** begin **

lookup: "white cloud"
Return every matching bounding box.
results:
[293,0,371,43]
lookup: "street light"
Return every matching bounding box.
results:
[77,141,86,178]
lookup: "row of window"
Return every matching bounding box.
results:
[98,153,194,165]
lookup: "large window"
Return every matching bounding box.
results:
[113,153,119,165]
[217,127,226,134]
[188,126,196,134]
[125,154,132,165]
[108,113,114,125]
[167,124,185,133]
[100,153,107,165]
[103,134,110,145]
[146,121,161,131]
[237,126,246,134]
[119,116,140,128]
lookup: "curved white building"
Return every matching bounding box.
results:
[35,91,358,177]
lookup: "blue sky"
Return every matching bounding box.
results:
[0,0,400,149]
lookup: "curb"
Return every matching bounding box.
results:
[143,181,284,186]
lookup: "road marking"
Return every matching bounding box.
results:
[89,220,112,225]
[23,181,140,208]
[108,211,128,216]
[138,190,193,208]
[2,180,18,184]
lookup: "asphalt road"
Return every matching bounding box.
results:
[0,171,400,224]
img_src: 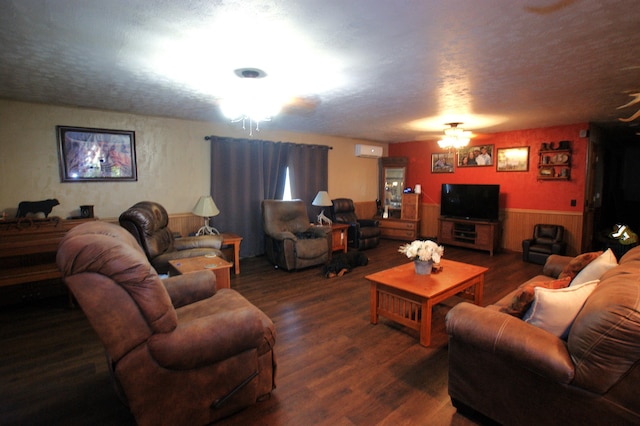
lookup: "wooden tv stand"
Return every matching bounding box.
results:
[438,217,500,256]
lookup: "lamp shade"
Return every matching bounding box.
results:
[192,195,220,217]
[311,191,333,207]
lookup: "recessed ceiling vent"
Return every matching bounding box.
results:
[233,68,267,78]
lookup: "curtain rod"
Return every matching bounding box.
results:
[204,135,333,149]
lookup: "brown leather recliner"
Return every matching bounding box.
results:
[262,200,331,271]
[119,201,224,274]
[331,198,380,250]
[57,221,276,425]
[522,224,567,265]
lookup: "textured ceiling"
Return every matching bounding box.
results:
[0,0,640,142]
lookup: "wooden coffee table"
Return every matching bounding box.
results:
[365,259,488,346]
[169,256,233,289]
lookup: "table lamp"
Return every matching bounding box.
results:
[191,195,220,236]
[311,191,333,226]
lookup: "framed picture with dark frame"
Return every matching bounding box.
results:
[56,126,138,182]
[496,146,529,172]
[458,145,493,167]
[431,151,456,173]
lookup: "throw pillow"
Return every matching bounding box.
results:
[571,249,618,287]
[522,280,600,340]
[500,277,571,318]
[558,251,602,279]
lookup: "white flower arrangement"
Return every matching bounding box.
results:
[398,240,444,263]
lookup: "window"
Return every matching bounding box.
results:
[282,167,291,201]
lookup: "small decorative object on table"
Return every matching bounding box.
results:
[398,240,444,275]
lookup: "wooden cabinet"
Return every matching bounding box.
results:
[380,194,420,240]
[438,217,500,256]
[400,194,420,220]
[538,144,571,180]
[0,217,96,287]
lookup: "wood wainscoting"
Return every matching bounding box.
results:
[420,204,583,256]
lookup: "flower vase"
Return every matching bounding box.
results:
[413,259,433,275]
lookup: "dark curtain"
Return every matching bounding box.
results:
[210,136,329,257]
[287,144,329,223]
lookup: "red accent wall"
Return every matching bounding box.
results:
[389,123,589,212]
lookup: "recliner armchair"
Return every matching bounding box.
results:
[57,221,276,425]
[262,200,331,271]
[522,224,567,265]
[331,198,380,250]
[119,201,224,274]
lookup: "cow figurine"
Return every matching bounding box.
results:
[16,198,60,217]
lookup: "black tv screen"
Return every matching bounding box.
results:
[440,183,500,221]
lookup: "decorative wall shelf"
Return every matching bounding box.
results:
[537,141,571,180]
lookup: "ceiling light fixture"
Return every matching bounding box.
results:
[438,123,471,150]
[220,68,282,136]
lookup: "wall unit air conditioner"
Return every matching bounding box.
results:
[356,144,382,158]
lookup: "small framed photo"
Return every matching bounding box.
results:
[431,152,455,173]
[56,126,138,182]
[496,146,529,172]
[458,145,493,167]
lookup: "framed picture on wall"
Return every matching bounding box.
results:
[431,152,455,173]
[496,146,529,172]
[56,126,138,182]
[458,145,494,167]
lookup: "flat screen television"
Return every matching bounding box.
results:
[440,183,500,222]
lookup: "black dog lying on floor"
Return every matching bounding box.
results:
[323,251,369,278]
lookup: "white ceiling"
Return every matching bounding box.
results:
[0,0,640,142]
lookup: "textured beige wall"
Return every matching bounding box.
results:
[0,99,387,219]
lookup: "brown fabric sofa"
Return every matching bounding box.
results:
[57,221,276,425]
[118,201,224,274]
[446,248,640,425]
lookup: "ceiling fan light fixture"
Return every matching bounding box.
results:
[220,68,282,136]
[438,123,471,150]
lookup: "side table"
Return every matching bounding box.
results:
[169,256,231,288]
[221,232,242,275]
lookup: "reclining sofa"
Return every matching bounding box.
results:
[446,247,640,425]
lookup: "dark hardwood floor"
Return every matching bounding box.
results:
[0,240,542,425]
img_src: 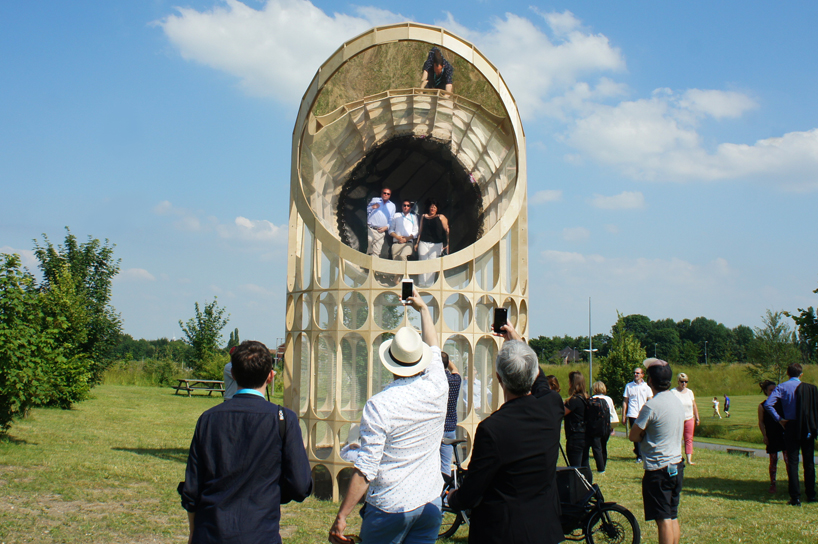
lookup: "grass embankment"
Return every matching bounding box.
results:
[541,363,818,451]
[0,386,818,544]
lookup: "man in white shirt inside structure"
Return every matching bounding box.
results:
[389,200,418,261]
[622,366,653,463]
[329,291,449,544]
[366,187,395,258]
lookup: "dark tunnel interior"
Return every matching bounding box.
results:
[337,135,483,253]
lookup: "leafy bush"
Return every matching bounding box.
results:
[195,351,230,380]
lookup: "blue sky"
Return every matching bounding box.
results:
[0,0,818,344]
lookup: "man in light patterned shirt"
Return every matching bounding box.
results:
[329,291,449,544]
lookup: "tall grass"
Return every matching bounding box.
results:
[540,362,818,396]
[102,359,190,387]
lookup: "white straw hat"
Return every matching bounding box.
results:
[379,327,432,377]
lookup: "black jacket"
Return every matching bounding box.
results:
[795,382,818,440]
[449,371,564,544]
[179,394,312,544]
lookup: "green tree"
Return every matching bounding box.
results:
[747,310,801,383]
[0,254,62,434]
[38,266,94,409]
[597,312,646,399]
[179,297,230,370]
[227,327,241,350]
[34,227,122,383]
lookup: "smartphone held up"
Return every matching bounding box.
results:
[400,280,415,306]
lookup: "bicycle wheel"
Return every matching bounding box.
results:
[437,507,463,540]
[585,504,642,544]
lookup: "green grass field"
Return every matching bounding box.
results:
[0,385,818,544]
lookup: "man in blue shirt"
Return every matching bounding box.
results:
[764,363,816,506]
[178,341,312,544]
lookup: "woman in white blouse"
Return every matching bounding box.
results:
[673,372,699,465]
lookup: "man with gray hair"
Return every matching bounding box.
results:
[448,323,564,544]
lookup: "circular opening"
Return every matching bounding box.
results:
[338,135,483,253]
[443,293,471,332]
[474,295,497,332]
[312,421,335,459]
[312,465,332,501]
[341,292,369,330]
[315,293,338,329]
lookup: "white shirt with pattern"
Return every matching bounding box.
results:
[355,347,449,513]
[622,380,653,417]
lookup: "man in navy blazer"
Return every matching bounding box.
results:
[178,341,312,544]
[449,324,565,544]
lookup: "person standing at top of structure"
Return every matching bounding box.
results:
[420,47,454,92]
[622,366,658,463]
[366,187,395,259]
[329,290,449,544]
[389,200,418,261]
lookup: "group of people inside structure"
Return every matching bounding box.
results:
[366,187,449,285]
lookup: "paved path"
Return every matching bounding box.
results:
[616,431,818,463]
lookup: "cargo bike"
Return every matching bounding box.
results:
[438,439,642,544]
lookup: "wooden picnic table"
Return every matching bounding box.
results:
[174,378,224,397]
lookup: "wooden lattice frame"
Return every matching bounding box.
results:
[284,23,528,500]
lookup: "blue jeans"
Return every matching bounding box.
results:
[361,497,443,544]
[440,431,457,474]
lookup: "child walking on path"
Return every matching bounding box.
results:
[713,397,721,419]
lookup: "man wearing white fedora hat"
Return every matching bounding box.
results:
[329,291,449,544]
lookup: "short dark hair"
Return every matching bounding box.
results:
[432,48,443,66]
[647,365,673,391]
[787,363,804,378]
[758,380,777,393]
[230,340,273,389]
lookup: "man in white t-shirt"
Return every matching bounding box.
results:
[622,368,653,463]
[329,291,449,544]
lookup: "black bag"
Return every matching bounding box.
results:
[585,397,611,438]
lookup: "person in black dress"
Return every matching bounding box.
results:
[758,380,787,493]
[565,370,590,467]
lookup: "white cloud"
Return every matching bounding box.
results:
[562,227,591,242]
[679,89,758,119]
[566,92,818,190]
[532,251,747,334]
[591,191,645,210]
[158,0,405,104]
[531,189,562,204]
[0,246,39,272]
[216,216,287,241]
[114,268,156,281]
[153,200,287,244]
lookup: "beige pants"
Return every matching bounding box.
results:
[392,241,413,261]
[366,227,389,259]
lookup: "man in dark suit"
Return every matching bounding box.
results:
[449,324,564,544]
[178,341,312,544]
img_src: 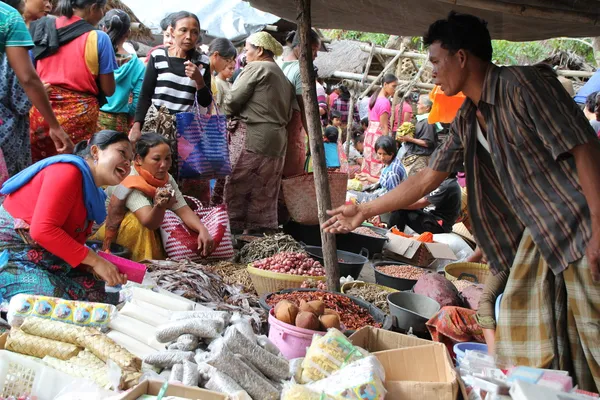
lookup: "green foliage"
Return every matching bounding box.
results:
[323,29,595,65]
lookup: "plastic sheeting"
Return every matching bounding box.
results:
[124,0,280,42]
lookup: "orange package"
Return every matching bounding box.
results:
[427,85,466,124]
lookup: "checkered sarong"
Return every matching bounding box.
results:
[496,230,600,392]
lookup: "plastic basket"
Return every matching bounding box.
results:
[444,262,490,283]
[248,266,325,296]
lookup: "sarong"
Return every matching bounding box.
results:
[0,206,119,304]
[29,86,99,163]
[224,121,285,229]
[496,230,600,392]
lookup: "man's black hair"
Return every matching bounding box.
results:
[423,11,493,61]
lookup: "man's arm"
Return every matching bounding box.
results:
[571,140,600,282]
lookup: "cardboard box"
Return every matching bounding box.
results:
[119,381,227,400]
[383,232,456,267]
[350,327,467,400]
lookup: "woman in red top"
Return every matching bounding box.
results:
[29,0,118,162]
[0,131,133,303]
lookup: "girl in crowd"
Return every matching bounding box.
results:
[30,0,117,162]
[0,0,73,179]
[129,11,212,145]
[361,74,398,181]
[98,9,146,132]
[95,133,213,261]
[220,32,296,231]
[0,131,133,304]
[356,136,406,203]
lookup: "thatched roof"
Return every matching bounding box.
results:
[315,40,369,79]
[248,0,600,41]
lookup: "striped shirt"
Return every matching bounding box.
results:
[430,65,598,274]
[135,47,212,123]
[0,2,33,54]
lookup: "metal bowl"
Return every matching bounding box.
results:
[388,292,440,333]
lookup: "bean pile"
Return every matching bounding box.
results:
[267,291,381,330]
[252,253,325,276]
[377,265,426,281]
[352,226,385,239]
[344,284,390,314]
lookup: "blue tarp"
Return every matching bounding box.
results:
[124,0,281,42]
[574,69,600,104]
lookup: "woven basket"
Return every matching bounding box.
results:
[282,172,348,225]
[248,267,325,296]
[341,281,398,294]
[444,262,490,283]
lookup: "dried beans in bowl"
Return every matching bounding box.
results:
[266,291,382,330]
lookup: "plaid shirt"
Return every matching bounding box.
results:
[430,65,597,274]
[331,97,360,124]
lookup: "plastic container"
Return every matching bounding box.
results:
[98,251,146,283]
[388,292,440,333]
[248,267,326,296]
[453,342,487,366]
[373,261,432,291]
[269,309,327,360]
[259,289,392,336]
[304,246,369,279]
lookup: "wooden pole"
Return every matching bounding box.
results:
[360,43,404,97]
[294,0,340,292]
[360,43,429,58]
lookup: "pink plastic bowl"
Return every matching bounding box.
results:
[269,308,326,360]
[98,251,146,283]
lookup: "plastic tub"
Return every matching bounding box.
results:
[453,342,487,366]
[269,309,326,360]
[373,261,432,291]
[304,246,369,279]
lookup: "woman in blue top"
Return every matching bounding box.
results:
[98,9,146,132]
[355,136,406,203]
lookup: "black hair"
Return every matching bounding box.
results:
[135,132,171,158]
[369,74,398,110]
[329,110,342,122]
[375,135,398,158]
[2,0,25,13]
[339,85,350,101]
[208,38,237,59]
[167,11,200,60]
[160,13,173,32]
[73,129,129,158]
[56,0,106,18]
[98,8,131,53]
[286,29,321,49]
[323,126,340,143]
[585,92,598,113]
[423,11,493,62]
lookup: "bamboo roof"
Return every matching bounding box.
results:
[248,0,600,41]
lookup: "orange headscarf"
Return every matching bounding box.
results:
[121,165,169,199]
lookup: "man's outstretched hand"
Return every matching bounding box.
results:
[321,204,366,234]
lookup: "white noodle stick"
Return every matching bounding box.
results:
[131,287,194,311]
[119,303,169,326]
[109,315,165,351]
[106,331,156,360]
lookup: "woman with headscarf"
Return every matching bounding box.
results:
[220,32,296,231]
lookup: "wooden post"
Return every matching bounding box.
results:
[294,0,340,292]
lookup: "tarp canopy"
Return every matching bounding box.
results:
[573,70,600,104]
[245,0,600,41]
[123,0,280,42]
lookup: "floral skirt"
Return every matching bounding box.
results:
[29,86,99,163]
[0,206,119,304]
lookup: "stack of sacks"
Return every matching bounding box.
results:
[144,310,289,400]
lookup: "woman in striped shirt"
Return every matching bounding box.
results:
[129,11,212,142]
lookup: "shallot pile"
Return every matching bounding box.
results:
[252,252,325,276]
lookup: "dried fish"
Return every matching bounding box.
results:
[240,233,305,264]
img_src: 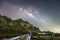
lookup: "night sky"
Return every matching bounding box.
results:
[0,0,60,33]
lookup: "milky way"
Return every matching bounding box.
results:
[0,0,60,33]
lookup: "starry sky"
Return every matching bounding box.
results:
[0,0,60,33]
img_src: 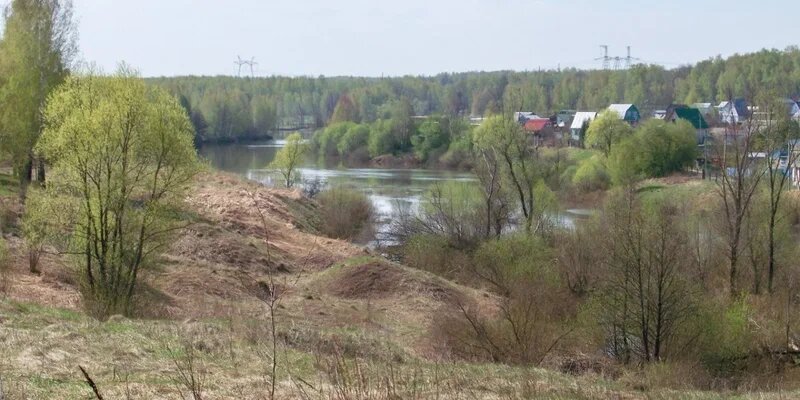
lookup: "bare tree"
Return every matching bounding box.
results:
[759,102,800,293]
[602,192,693,362]
[716,117,764,295]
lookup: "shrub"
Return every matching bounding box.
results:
[403,234,470,279]
[0,235,11,293]
[317,187,375,240]
[572,155,610,192]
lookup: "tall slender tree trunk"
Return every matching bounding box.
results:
[767,207,777,294]
[36,159,45,185]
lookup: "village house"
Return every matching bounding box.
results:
[608,104,642,125]
[664,104,709,145]
[523,118,553,135]
[783,99,800,120]
[689,103,714,117]
[556,110,575,128]
[514,111,541,125]
[569,111,597,142]
[717,98,750,124]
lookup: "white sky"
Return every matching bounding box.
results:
[53,0,800,76]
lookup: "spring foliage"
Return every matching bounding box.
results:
[33,67,200,317]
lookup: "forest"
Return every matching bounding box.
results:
[7,0,800,400]
[155,47,800,141]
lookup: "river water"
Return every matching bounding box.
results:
[200,140,591,244]
[200,140,477,245]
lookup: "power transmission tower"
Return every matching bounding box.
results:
[249,57,258,78]
[233,56,247,77]
[233,56,258,78]
[595,44,611,69]
[625,46,641,68]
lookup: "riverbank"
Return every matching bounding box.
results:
[6,172,800,400]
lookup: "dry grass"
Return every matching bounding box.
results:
[0,301,800,400]
[0,173,800,400]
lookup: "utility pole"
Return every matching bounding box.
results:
[625,46,640,68]
[233,56,258,78]
[595,44,611,69]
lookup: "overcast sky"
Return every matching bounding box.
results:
[61,0,800,76]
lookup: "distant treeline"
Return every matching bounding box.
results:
[150,47,800,141]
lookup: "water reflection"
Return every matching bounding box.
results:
[200,141,477,245]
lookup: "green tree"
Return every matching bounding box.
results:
[586,111,633,157]
[0,0,77,186]
[269,132,308,188]
[411,118,450,161]
[473,115,542,233]
[609,119,697,185]
[33,67,200,318]
[391,97,415,151]
[329,94,360,124]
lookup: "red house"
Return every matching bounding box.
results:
[524,118,553,135]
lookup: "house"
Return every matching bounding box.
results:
[608,104,641,125]
[524,118,553,135]
[689,103,714,118]
[556,110,575,127]
[667,105,709,147]
[569,111,597,142]
[783,99,800,120]
[717,98,750,124]
[514,111,540,125]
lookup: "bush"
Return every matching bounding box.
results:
[0,235,11,293]
[402,234,470,279]
[317,187,375,240]
[572,155,610,192]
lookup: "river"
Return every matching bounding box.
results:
[200,140,477,245]
[200,140,586,244]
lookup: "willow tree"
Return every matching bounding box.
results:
[269,132,308,188]
[473,115,544,233]
[33,67,200,318]
[0,0,77,186]
[586,110,633,157]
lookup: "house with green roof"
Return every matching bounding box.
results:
[664,104,709,146]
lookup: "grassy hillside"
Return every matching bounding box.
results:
[0,173,800,400]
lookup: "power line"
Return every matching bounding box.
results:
[595,44,641,70]
[233,56,258,78]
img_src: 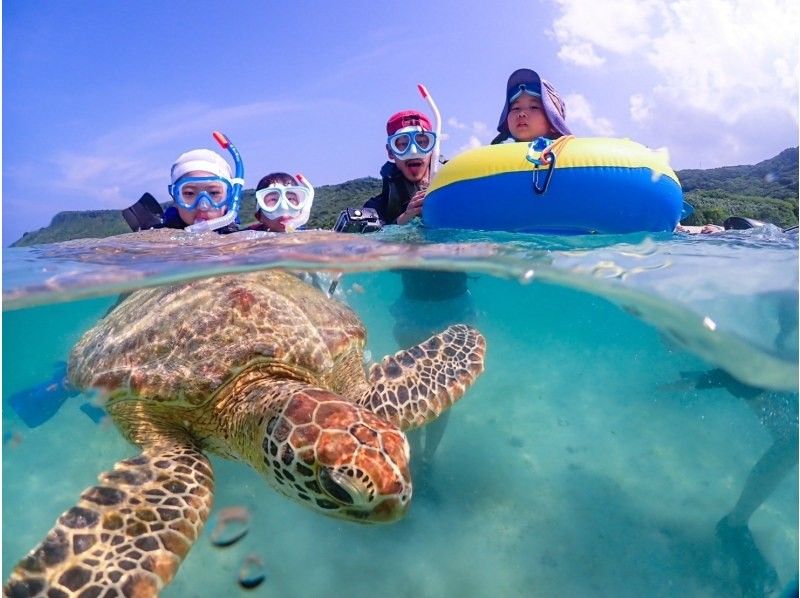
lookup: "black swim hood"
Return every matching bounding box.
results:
[497,69,572,137]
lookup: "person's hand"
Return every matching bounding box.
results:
[397,190,425,224]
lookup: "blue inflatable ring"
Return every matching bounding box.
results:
[423,137,683,234]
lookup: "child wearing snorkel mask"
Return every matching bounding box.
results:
[248,172,314,233]
[164,149,238,234]
[492,69,572,145]
[364,110,475,477]
[364,110,436,224]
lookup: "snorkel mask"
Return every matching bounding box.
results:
[169,131,244,233]
[256,174,314,230]
[386,126,436,161]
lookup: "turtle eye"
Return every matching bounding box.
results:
[319,467,353,505]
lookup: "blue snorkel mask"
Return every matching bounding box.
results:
[177,131,244,233]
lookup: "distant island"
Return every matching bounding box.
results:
[11,147,798,247]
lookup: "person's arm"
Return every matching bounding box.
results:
[397,189,426,224]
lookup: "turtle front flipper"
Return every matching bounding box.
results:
[358,324,486,431]
[3,443,214,598]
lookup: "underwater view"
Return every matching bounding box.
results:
[2,226,798,597]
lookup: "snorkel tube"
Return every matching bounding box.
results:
[186,131,244,233]
[417,83,442,175]
[290,172,314,230]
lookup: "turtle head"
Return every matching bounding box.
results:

** end **

How many lines in the records above contain the word "power"? Reply with the number alone.

2